[Task] Copy out the lines below word for word, omitting the pictures.

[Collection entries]
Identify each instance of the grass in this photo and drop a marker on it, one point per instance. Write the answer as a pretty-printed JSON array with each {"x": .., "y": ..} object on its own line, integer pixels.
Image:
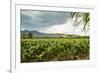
[{"x": 54, "y": 49}]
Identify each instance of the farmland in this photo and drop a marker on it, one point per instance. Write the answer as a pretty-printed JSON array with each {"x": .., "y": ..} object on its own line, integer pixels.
[{"x": 54, "y": 49}]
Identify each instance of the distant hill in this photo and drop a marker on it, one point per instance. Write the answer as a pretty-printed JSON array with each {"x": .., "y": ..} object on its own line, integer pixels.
[{"x": 40, "y": 34}]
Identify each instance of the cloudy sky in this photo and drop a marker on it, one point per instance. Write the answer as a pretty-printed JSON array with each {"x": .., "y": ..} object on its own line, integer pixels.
[{"x": 48, "y": 22}]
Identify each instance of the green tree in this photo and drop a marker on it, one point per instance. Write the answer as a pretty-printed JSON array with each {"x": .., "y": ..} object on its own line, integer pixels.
[
  {"x": 30, "y": 35},
  {"x": 79, "y": 17}
]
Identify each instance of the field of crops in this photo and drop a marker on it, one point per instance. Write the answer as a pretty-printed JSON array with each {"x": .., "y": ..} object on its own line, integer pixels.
[{"x": 61, "y": 49}]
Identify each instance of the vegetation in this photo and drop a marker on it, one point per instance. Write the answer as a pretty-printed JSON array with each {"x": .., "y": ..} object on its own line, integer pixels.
[
  {"x": 79, "y": 17},
  {"x": 54, "y": 49}
]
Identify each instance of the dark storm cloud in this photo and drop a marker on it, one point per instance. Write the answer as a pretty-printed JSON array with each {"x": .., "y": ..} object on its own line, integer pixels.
[{"x": 37, "y": 20}]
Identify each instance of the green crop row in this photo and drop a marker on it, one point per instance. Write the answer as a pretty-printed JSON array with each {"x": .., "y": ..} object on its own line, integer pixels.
[{"x": 40, "y": 50}]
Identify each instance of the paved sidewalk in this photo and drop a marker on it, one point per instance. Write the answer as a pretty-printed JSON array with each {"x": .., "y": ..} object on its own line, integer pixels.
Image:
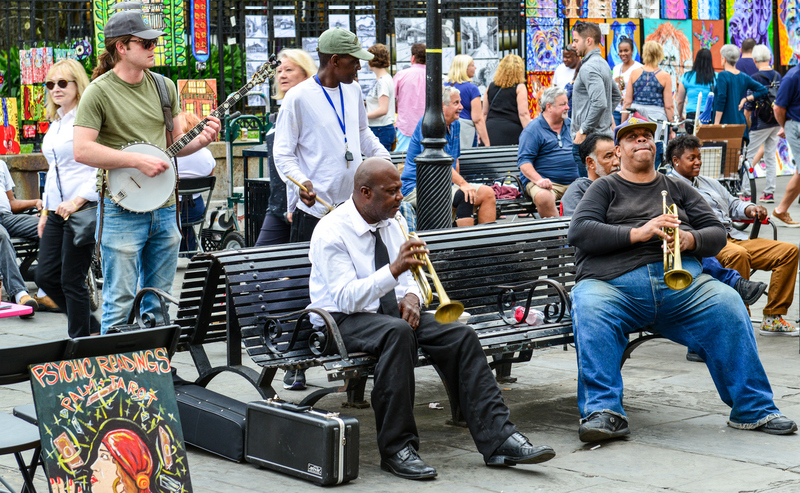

[Exercise result]
Identify each instance of the grass in this photo and drop a marker on it, one point per instance. Write the answer as a pretty-printed JSON array with each {"x": .., "y": ..} object on its own line, integer pixels.
Image:
[{"x": 54, "y": 49}]
Identify each instance of the farmland in this photo and drop a marker on it, one point per instance. Write the answer as a pretty-printed JSON array with each {"x": .., "y": ..} object on its own line, integer pixels.
[{"x": 54, "y": 49}]
Identify each instance of the distant hill in this photo and drop a marker on it, one point per instance. Write the answer as a pretty-printed JSON array with each {"x": .., "y": ..} object on its own line, integer pixels.
[{"x": 40, "y": 34}]
Identify each instance of the cloudy sky in this photo and drop a marker on it, one point per instance. Write the answer as a pretty-printed JSON array with each {"x": .., "y": ..} object on its own line, integer pixels.
[{"x": 48, "y": 22}]
Identify each instance of the green tree in this photo and drop a marker on it, one point per instance. Write the answer as a pretty-printed JSON array with each {"x": .., "y": ..} object on its own line, integer pixels.
[
  {"x": 30, "y": 35},
  {"x": 79, "y": 17}
]
Identify each instance of the field of crops in this photo and drop a marker on it, one point per instance. Write the answer as a pretty-printed JSON array with each {"x": .., "y": ..} object on its own line, integer pixels.
[{"x": 61, "y": 49}]
Identify each instance of the vegetation in this photo and drop a marker on it, one point per instance. Write the answer as a pretty-printed JSON array with each {"x": .., "y": ..} object on its own line, integer pixels.
[
  {"x": 79, "y": 17},
  {"x": 54, "y": 49}
]
Identify each instance of the dark storm cloud in this photo and drop a marker on it, one point per instance. Write the answer as a pretty-printed JSON array with each {"x": .., "y": ..} object on its own line, integer pixels.
[{"x": 37, "y": 20}]
Identify each instance of the green crop row in this photo and drop a marker on it, one point per instance. Write the answer as a pretty-printed JSON array with each {"x": .., "y": ..} object on its own line, integer pixels.
[{"x": 40, "y": 50}]
Identify each instance of the paved sidewalk in this photo and drop a marker on it, one point per instance. Write the answer as a pretty-printed JSON array with each {"x": .., "y": ..} object on its own line, integer pixels.
Image:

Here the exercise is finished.